Task details: Please list every person named in the post below about genetic sequencing in medicine.

In January an earlier post here caught ksjtracker readers up on a medical series that the Milwaukee Journal-Sentinel had run in December. It told of a little boy and the dreadful, relentless disease that made a wreck of his digestive system, nearly killed him several times, forced an incredible odyssey of repeated surgeries and infections, and of the genuinely amazingly dedicated medical staff members at a local hospital. They dove ahead of the genetic sequencing wave in modern medicine and laboriously sequenced the boy’s genes pretty much all by themselves. They found a single typo in a key protein’s code, a mutation seen neither in human nor animal before. It led to a risky marrow transplant that has, so far, appeared to have worked. It was an intimate profile of the family, of the six-year-old patient, and of modern hi-tech medicine at its best.

I just re-read it and, as with the first time, sobbed at the end. It’s not sad at that point. But it  packs emotional wallop.

Writers Mark Johnson and Kathleen Gallagher have an update out. It is not on the boy, whose story captivated the regional paper’s readers adn went national via TV. They seem to have given the family a break from the intense publicity for now – the  little patient is apparently still doing well. This one instead documents the ripple effect in the broader medical world of this pioneering use of DNA sequencing as a guide to diagnosis and treatment of specific patients who appear to carry rare mutations. More efforts are underway. One insurance company is even covering the costs. And the equipment for doing such jobs is getting better, and cheaper.

Also covering this gradual embrace of full-genome sequencing for individual medical decision making is Forbes, where medical writer Matthew Herper focusses on the insurance angle – a pretty good indicator whether a procedure is crossing from the experimental to the standard practice category.

Information shown:
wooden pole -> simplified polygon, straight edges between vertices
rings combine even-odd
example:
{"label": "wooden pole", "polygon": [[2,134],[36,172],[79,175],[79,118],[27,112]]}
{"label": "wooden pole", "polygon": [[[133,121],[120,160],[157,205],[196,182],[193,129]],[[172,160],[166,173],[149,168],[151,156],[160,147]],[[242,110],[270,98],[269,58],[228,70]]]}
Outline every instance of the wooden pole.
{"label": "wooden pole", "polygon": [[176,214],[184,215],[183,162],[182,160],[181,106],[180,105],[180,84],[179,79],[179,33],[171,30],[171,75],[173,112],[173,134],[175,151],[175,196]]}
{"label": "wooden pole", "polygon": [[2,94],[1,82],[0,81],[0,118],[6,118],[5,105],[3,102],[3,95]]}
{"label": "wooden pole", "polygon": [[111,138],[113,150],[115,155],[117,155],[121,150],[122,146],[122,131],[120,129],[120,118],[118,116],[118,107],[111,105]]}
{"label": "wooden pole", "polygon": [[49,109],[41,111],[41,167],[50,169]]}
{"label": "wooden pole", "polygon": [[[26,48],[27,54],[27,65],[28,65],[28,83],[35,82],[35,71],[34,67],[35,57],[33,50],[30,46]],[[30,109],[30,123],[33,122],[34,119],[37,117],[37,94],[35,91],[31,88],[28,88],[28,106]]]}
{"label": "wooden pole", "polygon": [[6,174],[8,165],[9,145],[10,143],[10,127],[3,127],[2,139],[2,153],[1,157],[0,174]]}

Result of the exercise: Mark Johnson, Kathleen Gallagher, Matthew Herper